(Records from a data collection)
BEGIN
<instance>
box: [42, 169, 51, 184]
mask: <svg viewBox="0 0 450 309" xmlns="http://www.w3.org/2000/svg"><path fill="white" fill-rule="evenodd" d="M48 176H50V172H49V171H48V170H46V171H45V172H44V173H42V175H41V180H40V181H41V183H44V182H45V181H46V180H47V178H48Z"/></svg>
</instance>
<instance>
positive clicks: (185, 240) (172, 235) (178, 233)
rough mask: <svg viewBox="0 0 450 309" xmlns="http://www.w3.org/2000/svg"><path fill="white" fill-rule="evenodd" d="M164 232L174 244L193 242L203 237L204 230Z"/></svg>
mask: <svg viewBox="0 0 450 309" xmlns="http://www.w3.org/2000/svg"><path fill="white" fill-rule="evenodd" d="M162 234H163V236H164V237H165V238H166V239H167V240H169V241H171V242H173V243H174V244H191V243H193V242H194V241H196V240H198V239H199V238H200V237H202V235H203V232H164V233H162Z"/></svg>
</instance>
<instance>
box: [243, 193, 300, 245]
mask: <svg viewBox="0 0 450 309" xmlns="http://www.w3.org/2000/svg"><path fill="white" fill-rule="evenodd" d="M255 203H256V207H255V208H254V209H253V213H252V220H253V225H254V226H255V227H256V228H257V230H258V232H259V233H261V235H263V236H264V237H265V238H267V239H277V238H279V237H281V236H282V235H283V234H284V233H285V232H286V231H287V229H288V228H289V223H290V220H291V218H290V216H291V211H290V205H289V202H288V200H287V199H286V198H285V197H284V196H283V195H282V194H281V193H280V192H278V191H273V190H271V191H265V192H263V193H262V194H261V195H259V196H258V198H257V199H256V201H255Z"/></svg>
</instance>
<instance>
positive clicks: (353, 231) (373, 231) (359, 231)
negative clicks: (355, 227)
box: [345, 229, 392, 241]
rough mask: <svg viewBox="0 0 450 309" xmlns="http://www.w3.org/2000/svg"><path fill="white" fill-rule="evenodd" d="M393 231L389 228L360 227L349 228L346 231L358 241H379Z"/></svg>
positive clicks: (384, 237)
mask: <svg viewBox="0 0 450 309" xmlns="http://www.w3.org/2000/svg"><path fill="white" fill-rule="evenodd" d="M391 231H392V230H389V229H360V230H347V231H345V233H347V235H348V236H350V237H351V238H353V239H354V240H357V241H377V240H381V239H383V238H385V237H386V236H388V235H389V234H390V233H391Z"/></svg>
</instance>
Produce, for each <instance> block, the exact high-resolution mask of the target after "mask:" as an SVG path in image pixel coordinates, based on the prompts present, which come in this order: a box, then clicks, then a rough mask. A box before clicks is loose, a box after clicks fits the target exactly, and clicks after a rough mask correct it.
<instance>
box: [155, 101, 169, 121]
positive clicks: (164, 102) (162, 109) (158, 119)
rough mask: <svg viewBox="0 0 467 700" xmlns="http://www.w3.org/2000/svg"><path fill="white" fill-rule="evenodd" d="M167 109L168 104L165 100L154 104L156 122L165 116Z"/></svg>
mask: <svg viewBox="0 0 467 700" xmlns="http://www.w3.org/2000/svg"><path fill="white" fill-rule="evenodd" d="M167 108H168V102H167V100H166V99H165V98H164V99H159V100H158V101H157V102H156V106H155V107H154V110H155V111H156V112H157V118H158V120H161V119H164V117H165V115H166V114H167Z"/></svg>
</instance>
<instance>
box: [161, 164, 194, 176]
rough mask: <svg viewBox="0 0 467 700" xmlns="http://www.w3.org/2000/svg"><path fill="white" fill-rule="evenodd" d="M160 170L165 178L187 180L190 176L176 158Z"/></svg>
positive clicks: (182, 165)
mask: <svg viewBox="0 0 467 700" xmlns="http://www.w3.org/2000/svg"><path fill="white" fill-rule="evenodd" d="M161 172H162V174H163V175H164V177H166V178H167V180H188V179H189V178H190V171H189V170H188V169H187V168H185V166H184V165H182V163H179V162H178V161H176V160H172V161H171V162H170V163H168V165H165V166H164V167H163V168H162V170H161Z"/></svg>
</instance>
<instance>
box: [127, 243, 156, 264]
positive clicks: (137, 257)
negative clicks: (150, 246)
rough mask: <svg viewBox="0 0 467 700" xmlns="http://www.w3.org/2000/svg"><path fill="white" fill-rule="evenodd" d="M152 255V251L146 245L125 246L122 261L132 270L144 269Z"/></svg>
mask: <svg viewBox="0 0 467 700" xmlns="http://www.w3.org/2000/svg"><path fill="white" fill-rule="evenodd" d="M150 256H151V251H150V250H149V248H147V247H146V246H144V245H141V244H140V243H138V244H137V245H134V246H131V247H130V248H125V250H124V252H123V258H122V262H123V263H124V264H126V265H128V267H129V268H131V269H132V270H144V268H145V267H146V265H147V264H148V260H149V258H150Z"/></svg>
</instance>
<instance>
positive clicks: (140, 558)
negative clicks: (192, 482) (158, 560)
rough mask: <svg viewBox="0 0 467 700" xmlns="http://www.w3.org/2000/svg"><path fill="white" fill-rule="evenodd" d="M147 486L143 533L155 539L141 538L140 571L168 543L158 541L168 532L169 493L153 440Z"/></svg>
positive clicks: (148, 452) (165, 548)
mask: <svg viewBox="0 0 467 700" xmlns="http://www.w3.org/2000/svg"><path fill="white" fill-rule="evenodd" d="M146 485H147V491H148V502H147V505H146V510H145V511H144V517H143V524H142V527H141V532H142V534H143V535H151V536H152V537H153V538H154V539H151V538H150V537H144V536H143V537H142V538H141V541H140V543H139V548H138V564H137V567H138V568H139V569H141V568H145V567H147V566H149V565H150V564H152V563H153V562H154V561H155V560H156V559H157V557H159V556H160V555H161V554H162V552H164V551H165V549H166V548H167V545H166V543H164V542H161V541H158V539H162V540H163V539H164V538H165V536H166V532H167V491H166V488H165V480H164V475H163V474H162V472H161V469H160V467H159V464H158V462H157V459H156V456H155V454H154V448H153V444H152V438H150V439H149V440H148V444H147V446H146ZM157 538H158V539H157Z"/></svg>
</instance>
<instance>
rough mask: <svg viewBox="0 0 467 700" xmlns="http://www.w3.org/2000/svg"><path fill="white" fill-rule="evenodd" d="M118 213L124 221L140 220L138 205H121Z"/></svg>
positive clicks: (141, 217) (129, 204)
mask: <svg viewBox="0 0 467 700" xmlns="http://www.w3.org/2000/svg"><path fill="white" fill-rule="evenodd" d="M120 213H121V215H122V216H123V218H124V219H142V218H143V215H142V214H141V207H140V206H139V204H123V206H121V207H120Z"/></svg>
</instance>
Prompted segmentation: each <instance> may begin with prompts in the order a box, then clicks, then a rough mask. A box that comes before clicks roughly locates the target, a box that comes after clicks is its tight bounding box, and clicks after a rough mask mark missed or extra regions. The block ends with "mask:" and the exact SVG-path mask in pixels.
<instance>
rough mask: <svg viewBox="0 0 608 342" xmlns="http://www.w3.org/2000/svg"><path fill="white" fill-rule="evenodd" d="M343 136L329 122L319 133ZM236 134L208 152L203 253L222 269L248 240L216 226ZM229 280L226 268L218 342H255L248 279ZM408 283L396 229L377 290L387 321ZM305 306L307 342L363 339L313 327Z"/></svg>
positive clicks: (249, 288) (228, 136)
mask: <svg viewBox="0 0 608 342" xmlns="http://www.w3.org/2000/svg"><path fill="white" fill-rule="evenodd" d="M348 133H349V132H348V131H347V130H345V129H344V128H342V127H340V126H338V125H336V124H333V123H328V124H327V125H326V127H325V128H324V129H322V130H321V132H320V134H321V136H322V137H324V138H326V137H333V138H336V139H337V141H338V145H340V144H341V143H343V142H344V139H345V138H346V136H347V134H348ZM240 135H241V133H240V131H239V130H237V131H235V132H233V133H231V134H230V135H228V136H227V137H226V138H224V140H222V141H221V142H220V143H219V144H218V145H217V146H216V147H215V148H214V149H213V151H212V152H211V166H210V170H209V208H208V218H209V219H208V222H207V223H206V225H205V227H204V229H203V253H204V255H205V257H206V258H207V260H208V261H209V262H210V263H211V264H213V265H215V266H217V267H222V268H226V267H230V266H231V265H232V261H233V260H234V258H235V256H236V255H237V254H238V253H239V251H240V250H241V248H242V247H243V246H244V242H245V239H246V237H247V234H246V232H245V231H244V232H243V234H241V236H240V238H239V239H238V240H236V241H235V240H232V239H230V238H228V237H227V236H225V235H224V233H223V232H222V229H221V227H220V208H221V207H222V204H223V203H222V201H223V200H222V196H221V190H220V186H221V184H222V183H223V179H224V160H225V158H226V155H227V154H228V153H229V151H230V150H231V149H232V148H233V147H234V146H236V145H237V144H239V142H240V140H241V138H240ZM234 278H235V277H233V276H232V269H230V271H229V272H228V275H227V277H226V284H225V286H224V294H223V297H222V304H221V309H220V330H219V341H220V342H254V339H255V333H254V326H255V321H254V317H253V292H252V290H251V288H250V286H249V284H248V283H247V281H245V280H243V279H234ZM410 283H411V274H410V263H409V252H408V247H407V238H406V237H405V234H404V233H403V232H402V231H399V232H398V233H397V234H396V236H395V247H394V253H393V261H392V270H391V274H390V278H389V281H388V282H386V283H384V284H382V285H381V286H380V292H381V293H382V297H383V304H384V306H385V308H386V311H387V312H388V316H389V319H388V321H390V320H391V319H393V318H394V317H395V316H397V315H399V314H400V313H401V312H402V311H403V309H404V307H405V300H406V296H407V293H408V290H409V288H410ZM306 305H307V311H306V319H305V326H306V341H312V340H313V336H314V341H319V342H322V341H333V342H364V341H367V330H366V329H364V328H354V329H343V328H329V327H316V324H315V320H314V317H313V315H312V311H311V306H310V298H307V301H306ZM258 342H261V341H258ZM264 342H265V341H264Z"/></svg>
END
BEGIN
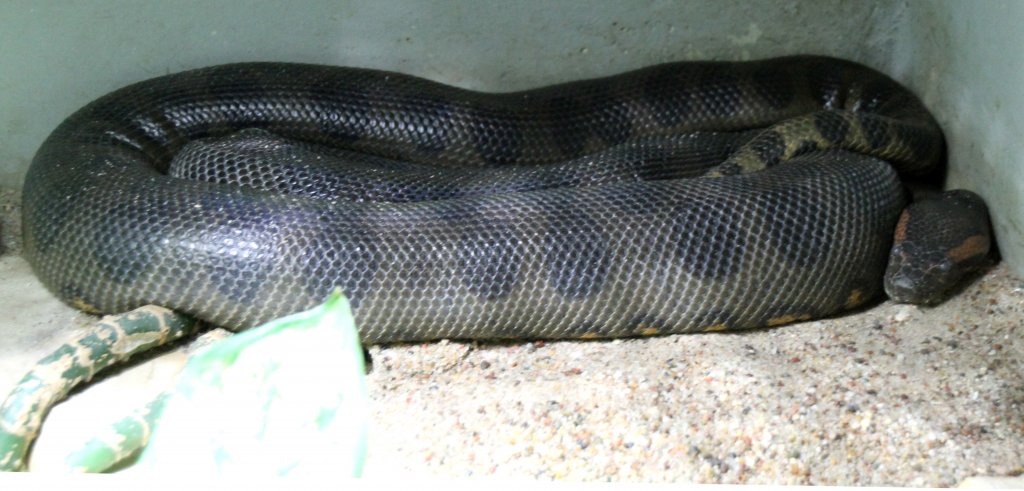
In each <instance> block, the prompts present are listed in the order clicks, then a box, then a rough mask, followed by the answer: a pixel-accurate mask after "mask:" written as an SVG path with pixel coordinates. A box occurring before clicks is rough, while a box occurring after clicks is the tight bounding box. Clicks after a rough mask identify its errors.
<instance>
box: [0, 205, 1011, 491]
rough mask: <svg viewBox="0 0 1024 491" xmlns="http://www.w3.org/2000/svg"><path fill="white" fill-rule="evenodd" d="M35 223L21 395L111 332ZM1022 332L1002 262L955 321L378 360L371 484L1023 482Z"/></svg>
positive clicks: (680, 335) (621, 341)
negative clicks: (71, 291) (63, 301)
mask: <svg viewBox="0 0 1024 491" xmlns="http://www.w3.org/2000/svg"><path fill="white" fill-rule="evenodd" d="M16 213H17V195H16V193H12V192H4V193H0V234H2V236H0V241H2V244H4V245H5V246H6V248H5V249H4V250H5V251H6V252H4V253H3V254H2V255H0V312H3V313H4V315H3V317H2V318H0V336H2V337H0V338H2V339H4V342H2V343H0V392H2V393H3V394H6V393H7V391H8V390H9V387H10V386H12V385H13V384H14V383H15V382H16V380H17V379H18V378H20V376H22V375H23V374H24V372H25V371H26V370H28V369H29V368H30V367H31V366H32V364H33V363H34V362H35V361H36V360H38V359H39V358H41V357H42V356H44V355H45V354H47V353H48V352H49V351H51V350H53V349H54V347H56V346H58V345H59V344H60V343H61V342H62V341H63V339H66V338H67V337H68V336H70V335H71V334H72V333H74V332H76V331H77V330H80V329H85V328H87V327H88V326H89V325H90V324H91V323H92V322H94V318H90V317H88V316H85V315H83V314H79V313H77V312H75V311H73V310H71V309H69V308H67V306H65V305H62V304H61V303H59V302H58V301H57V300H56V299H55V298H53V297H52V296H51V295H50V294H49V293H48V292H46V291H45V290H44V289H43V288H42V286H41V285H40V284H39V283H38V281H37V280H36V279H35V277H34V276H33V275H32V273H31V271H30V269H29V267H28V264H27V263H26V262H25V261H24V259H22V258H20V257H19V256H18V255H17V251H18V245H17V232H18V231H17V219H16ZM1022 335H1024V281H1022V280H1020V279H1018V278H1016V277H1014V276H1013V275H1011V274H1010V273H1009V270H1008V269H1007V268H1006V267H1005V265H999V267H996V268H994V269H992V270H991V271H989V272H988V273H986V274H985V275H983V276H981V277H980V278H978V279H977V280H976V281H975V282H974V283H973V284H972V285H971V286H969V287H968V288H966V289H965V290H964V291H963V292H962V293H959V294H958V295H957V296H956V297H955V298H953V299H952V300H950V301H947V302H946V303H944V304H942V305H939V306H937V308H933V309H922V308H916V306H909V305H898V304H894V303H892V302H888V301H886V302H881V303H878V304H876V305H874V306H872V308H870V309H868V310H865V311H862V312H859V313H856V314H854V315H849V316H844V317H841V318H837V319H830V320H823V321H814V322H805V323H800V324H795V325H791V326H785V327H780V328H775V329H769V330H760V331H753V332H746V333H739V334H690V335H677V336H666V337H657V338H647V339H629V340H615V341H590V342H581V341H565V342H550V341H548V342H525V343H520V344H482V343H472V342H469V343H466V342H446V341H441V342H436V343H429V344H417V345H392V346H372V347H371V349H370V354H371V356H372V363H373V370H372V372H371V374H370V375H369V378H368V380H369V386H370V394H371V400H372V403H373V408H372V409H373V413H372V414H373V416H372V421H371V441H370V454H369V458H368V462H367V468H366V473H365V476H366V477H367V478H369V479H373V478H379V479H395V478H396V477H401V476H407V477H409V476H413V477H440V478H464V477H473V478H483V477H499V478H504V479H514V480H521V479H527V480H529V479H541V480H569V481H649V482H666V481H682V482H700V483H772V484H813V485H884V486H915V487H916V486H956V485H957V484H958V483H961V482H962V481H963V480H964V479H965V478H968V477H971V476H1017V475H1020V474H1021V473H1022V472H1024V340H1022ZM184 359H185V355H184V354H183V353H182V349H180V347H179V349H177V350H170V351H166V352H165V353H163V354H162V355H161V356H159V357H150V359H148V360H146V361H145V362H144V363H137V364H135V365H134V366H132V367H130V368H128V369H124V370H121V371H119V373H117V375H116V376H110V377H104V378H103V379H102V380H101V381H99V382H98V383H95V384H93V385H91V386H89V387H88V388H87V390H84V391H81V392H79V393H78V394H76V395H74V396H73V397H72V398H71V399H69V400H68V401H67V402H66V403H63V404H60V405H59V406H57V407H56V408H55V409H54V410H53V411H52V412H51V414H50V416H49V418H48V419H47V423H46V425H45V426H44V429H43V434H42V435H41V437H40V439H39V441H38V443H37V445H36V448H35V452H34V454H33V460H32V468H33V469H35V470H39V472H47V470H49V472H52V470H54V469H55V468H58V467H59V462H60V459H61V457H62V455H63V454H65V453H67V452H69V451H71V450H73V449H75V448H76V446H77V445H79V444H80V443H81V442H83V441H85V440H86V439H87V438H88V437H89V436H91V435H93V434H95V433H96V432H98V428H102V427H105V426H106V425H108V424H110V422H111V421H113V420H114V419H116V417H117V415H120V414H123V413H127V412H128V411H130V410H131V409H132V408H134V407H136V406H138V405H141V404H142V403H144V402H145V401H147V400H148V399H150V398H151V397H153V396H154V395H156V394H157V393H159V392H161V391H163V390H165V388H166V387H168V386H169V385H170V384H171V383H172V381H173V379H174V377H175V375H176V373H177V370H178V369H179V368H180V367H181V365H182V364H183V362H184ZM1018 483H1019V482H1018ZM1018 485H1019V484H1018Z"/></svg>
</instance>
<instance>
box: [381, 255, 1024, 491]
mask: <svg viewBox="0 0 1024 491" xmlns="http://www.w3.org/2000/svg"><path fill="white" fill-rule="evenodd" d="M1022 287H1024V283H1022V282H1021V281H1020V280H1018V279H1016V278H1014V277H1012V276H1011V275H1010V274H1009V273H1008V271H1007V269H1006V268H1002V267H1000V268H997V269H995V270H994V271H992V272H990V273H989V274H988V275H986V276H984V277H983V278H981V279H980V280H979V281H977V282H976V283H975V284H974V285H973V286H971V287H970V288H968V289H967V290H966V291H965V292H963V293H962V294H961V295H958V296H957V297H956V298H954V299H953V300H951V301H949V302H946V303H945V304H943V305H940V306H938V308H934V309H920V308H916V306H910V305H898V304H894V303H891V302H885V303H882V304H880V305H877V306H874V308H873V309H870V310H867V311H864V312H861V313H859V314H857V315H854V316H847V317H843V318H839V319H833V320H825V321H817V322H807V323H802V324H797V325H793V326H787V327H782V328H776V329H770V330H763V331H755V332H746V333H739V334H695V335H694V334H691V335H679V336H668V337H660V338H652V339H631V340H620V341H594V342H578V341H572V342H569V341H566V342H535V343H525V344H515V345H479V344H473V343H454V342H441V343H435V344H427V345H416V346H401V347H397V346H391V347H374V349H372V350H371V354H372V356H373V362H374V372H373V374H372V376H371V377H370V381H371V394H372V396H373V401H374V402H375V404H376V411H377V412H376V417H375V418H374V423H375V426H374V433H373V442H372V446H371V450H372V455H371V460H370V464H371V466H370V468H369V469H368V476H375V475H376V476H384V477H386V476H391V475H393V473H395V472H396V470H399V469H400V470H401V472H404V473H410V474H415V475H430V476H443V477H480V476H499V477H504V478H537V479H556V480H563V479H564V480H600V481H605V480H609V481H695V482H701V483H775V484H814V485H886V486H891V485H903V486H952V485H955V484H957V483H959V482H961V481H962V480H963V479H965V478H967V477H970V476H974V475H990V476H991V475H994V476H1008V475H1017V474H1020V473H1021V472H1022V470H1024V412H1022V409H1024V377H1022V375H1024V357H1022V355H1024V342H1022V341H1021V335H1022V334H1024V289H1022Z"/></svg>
END
### Task:
Provide only the number of lines in the records containing the string "tight".

### Answer space:
2